Task instructions -> Please return the whole Delta table optimization text word for word, from its first sentence to its last.

Document extract ->
•••

Optimization activities help maintain efficient storage and query execution.

The Small File Problem

One of the most common performance issues is excessive small files.

Consider a streaming ingestion process that writes:

Thousands of files per hour
Each file only a few kilobytes

Eventually, the table may contain millions of small files.

Why Small Files Hurt Performance

Every query must:

Read file metadata
Open file handles
Scan numerous files

The overhead often becomes greater than the actual data processing.

Example:

Scenario	File Count
Optimized table	100 files
Fragmented table	50,000 files

The optimized table will generally perform significantly better.

Table Compaction

Compaction combines many small files into fewer larger files.

Benefits include:

Faster query execution
Reduced metadata overhead
Improved scan efficiency
Better Spark performance

Compaction is one of the most important optimization tasks for Delta tables.

Example

Before compaction:

10,000 files × 5 MB

After compaction:

100 files × 500 MB

The total data size remains similar, but query performance often improves substantially.

Using OPTIMIZE

The OPTIMIZE command is commonly used to compact Delta files.

Example:

OPTIMIZE Sales

The command:

Consolidates small files
Improves storage efficiency
Enhances query performance

For the DP-700 exam, understand that OPTIMIZE primarily addresses file fragmentation and small file issues.

Data Skipping

Delta Lake stores statistics about data files.

These statistics help Fabric eliminate unnecessary file scans.

This capability is known as data skipping.

Example:

A query requests:

WHERE OrderDate >= '2026-01-01'

If a file only contains data from 2024, Fabric can skip reading that file entirely.

•••

Source material ->
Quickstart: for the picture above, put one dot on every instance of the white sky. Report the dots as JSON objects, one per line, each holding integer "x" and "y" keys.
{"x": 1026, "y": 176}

•••

Output for this exercise ->
Optimization activities help maintain efficient storage and query execution.

The Small File Problem

One of the most common performance issues is excessive small files.

Consider a streaming ingestion process that writes:

Thousands of files per hour
Each file only a few kilobytes

Eventually, the table may contain millions of small files.

Why Small Files Hurt Performance

Every query must:

Read file metadata
Open file handles
Scan numerous files

The overhead often becomes greater than the actual data processing.

Example:

Scenario	File Count
Optimized table	100 files
Fragmented table	50,000 files

The optimized table will generally perform significantly better.

Table Compaction

Compaction combines many small files into fewer larger files.

Benefits include:

Faster query execution
Reduced metadata overhead
Improved scan efficiency
Better Spark performance

Compaction is one of the most important optimization tasks for Delta tables.

Example

Before compaction:

10,000 files × 5 MB

After compaction:

100 files × 500 MB

The total data size remains similar, but query performance often improves substantially.

Using OPTIMIZE

The OPTIMIZE command is commonly used to compact Delta files.

Example:

OPTIMIZE Sales

The command:

Consolidates small files
Improves storage efficiency
Enhances query performance

For the DP-700 exam, understand that OPTIMIZE primarily addresses file fragmentation and small file issues.

Data Skipping

Delta Lake stores statistics about data files.

These statistics help Fabric eliminate unnecessary file scans.

This capability is known as data skipping.

Example:

A query requests:

WHERE OrderDate >= '2026-01-01'

If a file only contains data from 2024, Fabric can skip reading that file entirely.